**Cosa si chiede:** Puoi dirmi, per favore, in quale città Turchia e Armenia hanno firmato l'accordo di normalizzazione dei rapporti secondo il testo sul genocidio armeno?

**Testo fornito:**

--------------------------------------------------

Il 10 ottobre scorso, dopo quasi un secolo di gelo, Turchia e Armenia hanno firmato, a Zurigo, uno storico accordo di normalizzazione dei rapporti tra i due paesi. L’accordo dispone che venga riaperta la frontiera turco-armena, che vengano ristabilite relazioni diplomatiche tra i due  Stati e che la questione del genocidio armeno venga affidata a una commissione di storici per la sua indagine oggettiva.
 
 
 
Inizia nella notte del 24 aprile 1915: gendarmi turchi bussano alle porte di duecentoventicinque notabili armeni di Costantinopoli. Sono scienziati, scrittori, giornalisti, poeti, mercanti. È una visita attesa: l’odio razziale striscia da tempo in ogni angolo del paese. La campagna che lo gonfia è bene orchestrata. Si stringono antichi nodi, che, lo vedremo, sono stati intrecciati dal vecchio sovrano Abdul Hamid II (1842-1918). L’inquietudine tormenta la minoranza armena che è cristiana. Il pugno forte dei giovani turchi, il cui aggancio progressista con l’Europa si ispira all’esasperato nazionalismo tedesco, ha bisogno di oro. Le ricchezze nascoste dai mercanti sono là. Non resta che coglierle.
L’occasione offre il pretesto per tagliare corto con rancori che covano da tempo. Il programma trova uno slogan: la risposta di Enver Pasha (1881-1922), ministro turco della guerra, a Mehmet Talat Bey (1874-1921), ministro dell’interno:
 
“Non dobbiamo preoccuparci di ciò che ci verrà chiesto tra tre o quattro anni. Se agiamo con raziocinio e decisione, tra tre o quattro anni non esisterà un problema armeno. Non vi saranno più armeni.”
 
Il massacro inizia in una tiepida notte di primavera: i notabili vengono lapidati, assassinati, decapitati, perfino squartati. Ora la strada del genocidio è aperta. Un genocidio programmato a freddo, che anticipa gli orrori dei lager hitleriani.
Gli armeni sono una minoranza etnica nel grande impero ottomano. Sono concentrati nella culla della loro civiltà, l’Armenia, appunto, ma anche seminati nelle città turche, a Smirne, a Costantinopoli. Dietro la guerra santa dei musulmani non vi sono solo bramosie di ricchezze, stizze politiche, dissapori etnici. Adesso sappiamo che il Kaiser aveva astutamente preparato un piano: esasperare il sentimento religioso di 300 milioni di musulmani per sollevarli contro Inghilterra, Francia e Russia. Il piano fallisce perché gli arabi e gli altri popoli asiatici non si accordano con il califfo turco. La vampata di rabbia si abbatte solo sugli armeni: a rileggere i documenti di quegli anni vi è da rabbrividire.
 
“Ogni musulmano”,
 
incita il sultano Mehmet Reshad V (fratello di Abdul Hamid)
 
“deve prestare solenne giuramento per impegnarsi a uccidere almeno tre o quattro cristiani della provincia. Colui che obbedirà a questa legge divina sarà esentato dal Giudizio Finale e avrà meritato la vita eterna.”

--------------------------------------------------

**Estratti dei dati:**
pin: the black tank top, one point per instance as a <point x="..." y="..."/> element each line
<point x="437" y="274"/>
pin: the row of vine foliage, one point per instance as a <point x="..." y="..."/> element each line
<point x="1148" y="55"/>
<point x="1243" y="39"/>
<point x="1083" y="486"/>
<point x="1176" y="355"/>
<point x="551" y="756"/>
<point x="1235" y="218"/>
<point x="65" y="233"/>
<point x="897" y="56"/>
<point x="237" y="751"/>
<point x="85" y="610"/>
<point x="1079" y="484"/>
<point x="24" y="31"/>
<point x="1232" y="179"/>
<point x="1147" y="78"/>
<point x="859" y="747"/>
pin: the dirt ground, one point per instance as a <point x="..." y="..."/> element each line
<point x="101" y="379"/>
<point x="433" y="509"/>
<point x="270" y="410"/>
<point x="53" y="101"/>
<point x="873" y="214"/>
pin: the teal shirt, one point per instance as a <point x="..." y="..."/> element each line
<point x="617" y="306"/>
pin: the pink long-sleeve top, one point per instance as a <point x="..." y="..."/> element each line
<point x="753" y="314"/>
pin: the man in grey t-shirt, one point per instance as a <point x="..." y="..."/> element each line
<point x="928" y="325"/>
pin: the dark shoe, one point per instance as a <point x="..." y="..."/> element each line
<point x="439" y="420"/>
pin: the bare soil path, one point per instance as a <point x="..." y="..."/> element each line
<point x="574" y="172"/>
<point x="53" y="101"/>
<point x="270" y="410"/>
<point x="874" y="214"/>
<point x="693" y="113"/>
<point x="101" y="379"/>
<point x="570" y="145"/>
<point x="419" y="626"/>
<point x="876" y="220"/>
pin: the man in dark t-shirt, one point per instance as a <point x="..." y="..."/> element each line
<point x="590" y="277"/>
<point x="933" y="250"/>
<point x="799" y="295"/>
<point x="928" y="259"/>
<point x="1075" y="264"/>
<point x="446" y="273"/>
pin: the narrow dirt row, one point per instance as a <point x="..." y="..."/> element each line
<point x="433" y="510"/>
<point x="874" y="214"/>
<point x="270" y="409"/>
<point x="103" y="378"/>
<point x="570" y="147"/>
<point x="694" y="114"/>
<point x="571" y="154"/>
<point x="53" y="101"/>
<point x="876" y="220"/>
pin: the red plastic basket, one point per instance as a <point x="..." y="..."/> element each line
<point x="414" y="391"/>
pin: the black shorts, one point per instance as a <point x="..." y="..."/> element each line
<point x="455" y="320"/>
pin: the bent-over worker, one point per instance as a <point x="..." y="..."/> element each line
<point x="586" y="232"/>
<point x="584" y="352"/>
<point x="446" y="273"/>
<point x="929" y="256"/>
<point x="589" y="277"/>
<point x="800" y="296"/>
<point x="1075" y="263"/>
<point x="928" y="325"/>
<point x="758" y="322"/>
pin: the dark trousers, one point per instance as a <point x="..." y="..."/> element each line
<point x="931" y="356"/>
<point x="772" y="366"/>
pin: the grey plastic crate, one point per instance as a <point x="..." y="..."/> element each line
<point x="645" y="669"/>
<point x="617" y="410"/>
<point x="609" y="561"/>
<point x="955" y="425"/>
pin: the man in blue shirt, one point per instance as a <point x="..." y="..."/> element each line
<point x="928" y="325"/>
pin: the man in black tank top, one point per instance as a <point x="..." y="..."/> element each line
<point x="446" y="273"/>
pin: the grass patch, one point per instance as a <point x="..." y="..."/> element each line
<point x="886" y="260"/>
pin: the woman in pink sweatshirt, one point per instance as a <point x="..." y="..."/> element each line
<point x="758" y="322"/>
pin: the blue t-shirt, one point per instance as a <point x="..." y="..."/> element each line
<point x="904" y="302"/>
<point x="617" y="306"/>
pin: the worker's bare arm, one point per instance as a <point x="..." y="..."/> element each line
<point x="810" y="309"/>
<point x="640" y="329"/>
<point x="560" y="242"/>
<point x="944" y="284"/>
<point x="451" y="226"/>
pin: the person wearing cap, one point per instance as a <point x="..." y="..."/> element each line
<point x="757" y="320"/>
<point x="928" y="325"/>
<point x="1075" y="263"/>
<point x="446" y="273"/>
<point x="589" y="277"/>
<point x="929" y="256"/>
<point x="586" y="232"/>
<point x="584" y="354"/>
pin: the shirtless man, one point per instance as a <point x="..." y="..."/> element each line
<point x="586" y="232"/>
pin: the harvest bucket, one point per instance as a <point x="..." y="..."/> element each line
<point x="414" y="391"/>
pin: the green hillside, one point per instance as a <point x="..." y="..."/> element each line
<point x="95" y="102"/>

--------------------------------------------------

**Esito del compito:** Turchia e Armenia hanno firmato l'accordo a Zurigo.